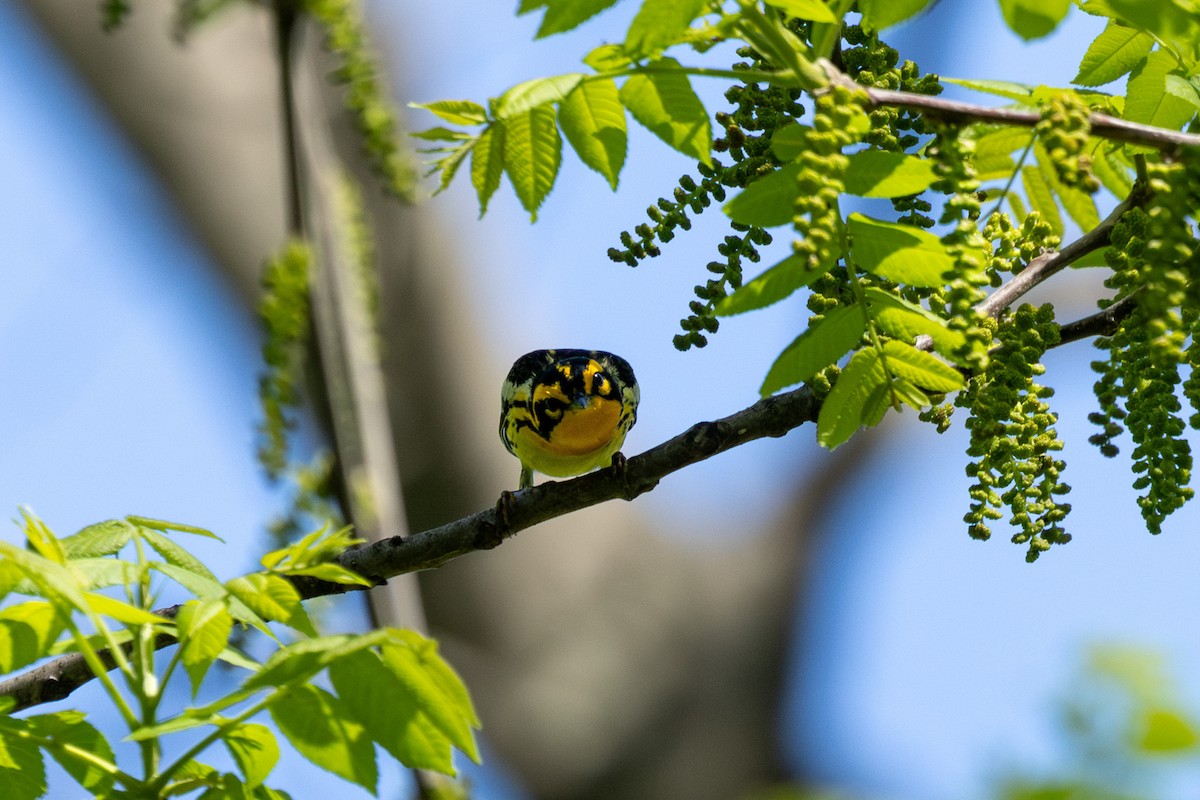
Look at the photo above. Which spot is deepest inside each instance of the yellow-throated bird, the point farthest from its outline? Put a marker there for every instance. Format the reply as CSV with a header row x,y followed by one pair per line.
x,y
567,411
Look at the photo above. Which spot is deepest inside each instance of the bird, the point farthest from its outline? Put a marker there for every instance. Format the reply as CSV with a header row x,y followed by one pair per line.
x,y
567,411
____________
*PROBLEM STATEMENT*: An exact copy of every line above is needed, without the images.

*OUTPUT FOR THIS EXERCISE*:
Look at the photo above. Which spot is deepest inside each instance of the yellow-throated bird, the point farthest from its outline? Put a marker there for every instance. Format the reply as CSV with a header row x,y followed by one pair per line.
x,y
567,411
Look at the photo above. Which spot is deepest inside each instance of the bird, the point farthest from its outline? Put a marker there for every instance. Format the reply as CSV with a header row x,y followed by one pair per line.
x,y
567,411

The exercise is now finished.